Frontline did a good piece about this. “Sick around the world.” The author does a review of 6 countries including the US, UK, Japan, Germany, Taiwan and Switzerland. He compares them on a couple of things described in the graphic below, as well as a bunch of others, but these are some of the main ones. All the other countries have universal healthcare, based off of different systems. There are some systemic problems in the different countries, like japan being in deficits. Taiwan kinda did a study based off of similar principles when they designed their own system, and its kinda underfunded, but thatd probably be solved if they put 8% of gdp into it. They seem to tout taiwan and switzerland as being the best options.
If youre asking what the specific causes are, I think its some combination of malpractice insurance, excessively high administrative costs (particularly relating to insurance), no standard set pricing for different procedures or care, artificial restrictions on the number of people that can become clinicians (for example only 4 nps allowed per md in california), higher quality in access to treatment that isnt available in other places, and a pricing scheme that involves insurance companies, medical professionals and govt reimbursements that leads to overpricing that is hardly ever followed in practice.
I’ve studied a bit of pharma and I’m aware of shit like what shkreli did being rampant. There are a bunch of firms that do the same thing, as well as the big companies.
It does seem that more drugs get developed here, but that seems to be more of a function of research done by groups funded by the NIH or VC’s rather than big pharma. I am a bit skeptical though of this graph given that I am aware of what is considered a “new drug” in the US, given that they can just reformulate it slightly or get it approved for a new purpose and bam patent extension. I suspect that this may be overinflating the numbers for the USA. I dont know enough about the subject to make a really good statement.

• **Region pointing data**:

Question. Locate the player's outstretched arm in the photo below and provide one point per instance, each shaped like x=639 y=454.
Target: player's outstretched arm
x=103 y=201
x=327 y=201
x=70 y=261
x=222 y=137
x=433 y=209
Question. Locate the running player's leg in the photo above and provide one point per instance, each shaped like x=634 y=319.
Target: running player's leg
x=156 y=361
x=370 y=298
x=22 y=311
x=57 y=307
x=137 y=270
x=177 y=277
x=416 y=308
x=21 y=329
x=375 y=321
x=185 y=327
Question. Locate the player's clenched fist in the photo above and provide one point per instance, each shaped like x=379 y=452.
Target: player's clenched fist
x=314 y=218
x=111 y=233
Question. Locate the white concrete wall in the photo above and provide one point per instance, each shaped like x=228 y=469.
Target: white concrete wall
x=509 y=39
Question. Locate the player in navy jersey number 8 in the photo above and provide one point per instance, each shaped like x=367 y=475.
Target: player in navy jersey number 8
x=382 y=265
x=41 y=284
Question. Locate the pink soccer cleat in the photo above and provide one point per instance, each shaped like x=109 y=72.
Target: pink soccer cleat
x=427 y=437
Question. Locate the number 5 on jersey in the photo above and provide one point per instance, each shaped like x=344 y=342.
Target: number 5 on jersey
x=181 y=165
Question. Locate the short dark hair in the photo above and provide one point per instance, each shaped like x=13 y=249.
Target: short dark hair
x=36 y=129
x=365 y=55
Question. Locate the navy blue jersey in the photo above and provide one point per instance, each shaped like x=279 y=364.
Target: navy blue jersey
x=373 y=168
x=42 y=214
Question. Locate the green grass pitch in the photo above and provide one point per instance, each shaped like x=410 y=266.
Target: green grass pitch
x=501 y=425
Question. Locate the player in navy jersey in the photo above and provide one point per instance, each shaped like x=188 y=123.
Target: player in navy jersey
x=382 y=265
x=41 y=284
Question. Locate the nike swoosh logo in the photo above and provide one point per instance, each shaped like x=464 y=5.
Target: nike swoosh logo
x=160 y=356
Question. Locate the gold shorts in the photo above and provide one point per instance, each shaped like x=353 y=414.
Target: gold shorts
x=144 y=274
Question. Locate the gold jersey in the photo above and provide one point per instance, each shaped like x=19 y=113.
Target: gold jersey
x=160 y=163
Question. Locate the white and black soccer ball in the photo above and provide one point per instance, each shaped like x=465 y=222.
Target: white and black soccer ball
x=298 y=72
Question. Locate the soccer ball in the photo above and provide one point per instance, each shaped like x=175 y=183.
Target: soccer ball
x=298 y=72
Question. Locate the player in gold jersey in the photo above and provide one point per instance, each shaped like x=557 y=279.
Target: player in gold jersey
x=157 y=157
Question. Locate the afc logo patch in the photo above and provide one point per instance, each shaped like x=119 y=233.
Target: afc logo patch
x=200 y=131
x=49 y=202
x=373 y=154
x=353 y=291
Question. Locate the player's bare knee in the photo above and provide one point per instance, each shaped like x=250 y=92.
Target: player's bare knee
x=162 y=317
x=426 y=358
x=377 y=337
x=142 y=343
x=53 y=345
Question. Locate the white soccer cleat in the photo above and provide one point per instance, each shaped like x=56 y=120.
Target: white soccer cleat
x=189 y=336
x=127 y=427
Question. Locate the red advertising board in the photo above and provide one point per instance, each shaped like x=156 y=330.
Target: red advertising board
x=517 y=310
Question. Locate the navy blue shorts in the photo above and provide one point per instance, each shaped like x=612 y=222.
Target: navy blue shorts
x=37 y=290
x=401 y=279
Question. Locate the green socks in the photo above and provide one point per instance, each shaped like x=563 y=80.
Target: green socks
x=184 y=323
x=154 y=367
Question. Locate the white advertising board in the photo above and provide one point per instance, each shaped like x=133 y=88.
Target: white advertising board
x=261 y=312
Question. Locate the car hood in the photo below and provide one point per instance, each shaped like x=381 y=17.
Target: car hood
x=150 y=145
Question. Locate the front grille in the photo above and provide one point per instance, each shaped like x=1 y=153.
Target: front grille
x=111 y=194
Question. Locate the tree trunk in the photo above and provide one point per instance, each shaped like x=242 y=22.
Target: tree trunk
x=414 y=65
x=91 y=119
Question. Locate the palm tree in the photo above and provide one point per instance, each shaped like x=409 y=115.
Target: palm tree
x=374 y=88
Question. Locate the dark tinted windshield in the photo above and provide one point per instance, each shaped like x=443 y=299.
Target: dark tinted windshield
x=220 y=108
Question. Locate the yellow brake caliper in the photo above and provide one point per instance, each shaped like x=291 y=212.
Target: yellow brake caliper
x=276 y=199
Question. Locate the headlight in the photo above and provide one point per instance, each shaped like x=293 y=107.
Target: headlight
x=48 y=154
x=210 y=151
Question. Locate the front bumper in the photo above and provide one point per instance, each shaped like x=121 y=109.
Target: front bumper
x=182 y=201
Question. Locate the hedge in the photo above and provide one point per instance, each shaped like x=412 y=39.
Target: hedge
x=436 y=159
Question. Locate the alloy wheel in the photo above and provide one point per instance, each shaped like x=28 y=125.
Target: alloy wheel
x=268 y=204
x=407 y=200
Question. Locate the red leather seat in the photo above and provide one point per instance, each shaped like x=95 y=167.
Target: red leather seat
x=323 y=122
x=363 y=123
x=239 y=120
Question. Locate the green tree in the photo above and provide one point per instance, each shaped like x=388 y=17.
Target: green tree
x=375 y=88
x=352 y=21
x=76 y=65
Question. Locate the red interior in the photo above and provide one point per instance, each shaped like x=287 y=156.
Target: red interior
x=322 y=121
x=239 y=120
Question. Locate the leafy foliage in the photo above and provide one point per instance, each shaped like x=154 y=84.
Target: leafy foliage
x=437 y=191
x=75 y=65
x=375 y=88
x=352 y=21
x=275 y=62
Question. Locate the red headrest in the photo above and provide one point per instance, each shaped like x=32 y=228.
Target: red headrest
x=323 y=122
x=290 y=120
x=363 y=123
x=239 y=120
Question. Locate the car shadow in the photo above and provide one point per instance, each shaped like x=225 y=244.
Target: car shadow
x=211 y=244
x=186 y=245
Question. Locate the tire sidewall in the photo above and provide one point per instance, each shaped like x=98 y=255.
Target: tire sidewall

• **Activity list**:
a. In the commentary on healthcare costs, why does the writer doubt the graph showing that more drugs are developed in the US?
b. Answer these questions on the commentary on healthcare costs:
(i) Which six countries does the Frontline piece review?
(ii) What example does the writer give of restrictions on the number of people who can become clinicians?
(iii) What share of GDP does the writer think would probably solve Taiwan's underfunding?
c. Resume the commentary on healthcare costs after its last sentence, keeping the same subject and manner.

• **Answers provided**:
a. In the US, a drug counts as "new" even when it is only slightly reformulated or approved for a new purpose, which extends its patent. The writer suspects this inflates the figures for the USA.

b.
(i) The US, UK, Japan, Germany, Taiwan and Switzerland.
(ii) In California, only 4 NPs are allowed per MD.
(iii) 8% of GDP.

c.
btw even shithole coutnries are able to negotiate it down.
r&d model < acquire/partnership model
that is why health exec and researchers are having an exodus. you dont get your full worth unless you work for a start up.
sure you take the risk that your shit fails, but on the off chance you succeed, you will get a buyout and be a real baller, and if you fail, you will still likely get an agreement with milestones that is still higher than your would be salary in big health.
the ones that acquire are the ones that have had early success and are flush with cash to buy these companies. or they take on huge debts and charge hgiher prices to consumer to make the diff. Faqin aholes!
i remember reading somewhere awhile back saying how healthcare companies drugs charged based on the opp cost of an alternate treatment. same theory but with a different twist - maybe they are charging us more because our lives are more productive and therefore more valuable, hence a higher opp cost. eh!